● DOCUMENT SECTION:
Living through challenging times
We are all now living in situations we would not have thought possible just a few short weeks ago. Life maybe seemed normal then, and now our movements are restricted and we are having to get used to a different type of normal. Spending all day every day within our homes either with our loved ones or separated from them can put relationships under stress. The first thing we need to recognise is that we are in a process of loss and change, loss of what was and adapting to a new way of living and being. When we are in that process of change, we go through an emotional shift that can be unsettling.

At the start we may feel that whilst this is a shock, something different, it’s something we will get through. What can often happen then is that we try to carry on as if nothing has happened. We try to keep things as normal as possible, hold on to the picture of how our lives are, whilst we try to integrate the new situation. Our brains need time to sort out this new picture of our lives. We need time to process it all so, whilst we are processing, we pretend things are the same. We try to adapt and fit round the new way of being. Feeling maybe it’s all a bit of a novelty, something new and different.

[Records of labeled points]
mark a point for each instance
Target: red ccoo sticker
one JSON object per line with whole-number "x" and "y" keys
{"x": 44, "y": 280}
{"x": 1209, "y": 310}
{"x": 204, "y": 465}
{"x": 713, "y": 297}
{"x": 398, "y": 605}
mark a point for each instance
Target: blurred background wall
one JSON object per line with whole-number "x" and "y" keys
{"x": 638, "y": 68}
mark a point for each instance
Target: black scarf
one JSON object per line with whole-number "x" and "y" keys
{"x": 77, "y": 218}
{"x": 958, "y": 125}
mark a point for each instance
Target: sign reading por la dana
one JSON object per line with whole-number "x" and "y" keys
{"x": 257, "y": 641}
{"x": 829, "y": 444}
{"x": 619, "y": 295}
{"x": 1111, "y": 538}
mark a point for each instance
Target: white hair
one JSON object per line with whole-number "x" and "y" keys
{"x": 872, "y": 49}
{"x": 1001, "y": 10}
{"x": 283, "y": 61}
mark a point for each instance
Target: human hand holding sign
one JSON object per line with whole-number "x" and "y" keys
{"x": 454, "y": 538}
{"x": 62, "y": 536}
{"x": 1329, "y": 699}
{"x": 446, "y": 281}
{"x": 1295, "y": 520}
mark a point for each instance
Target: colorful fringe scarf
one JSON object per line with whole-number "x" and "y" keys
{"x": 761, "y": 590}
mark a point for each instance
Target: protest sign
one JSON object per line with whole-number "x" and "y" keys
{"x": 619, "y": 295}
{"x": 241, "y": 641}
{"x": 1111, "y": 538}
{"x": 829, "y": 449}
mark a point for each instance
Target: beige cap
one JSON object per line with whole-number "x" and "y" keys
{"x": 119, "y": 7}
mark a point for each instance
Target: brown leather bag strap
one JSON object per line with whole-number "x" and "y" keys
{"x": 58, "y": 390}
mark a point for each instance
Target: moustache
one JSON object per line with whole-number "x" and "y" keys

● PROBLEM DETAILS:
Rewrite the passage on living through challenging times, starting with "Living through challenging" and going on through "can be unsettling.", changing "stress" to "strain".

● EXERCISE SOLUTION:
Living through challenging times
We are all now living in situations we would not have thought possible just a few short weeks ago. Life maybe seemed normal then, and now our movements are restricted and we are having to get used to a different type of normal. Spending all day every day within our homes either with our loved ones or separated from them can put relationships under strain. The first thing we need to recognise is that we are in a process of loss and change, loss of what was and adapting to a new way of living and being. When we are in that process of change, we go through an emotional shift that can be unsettling.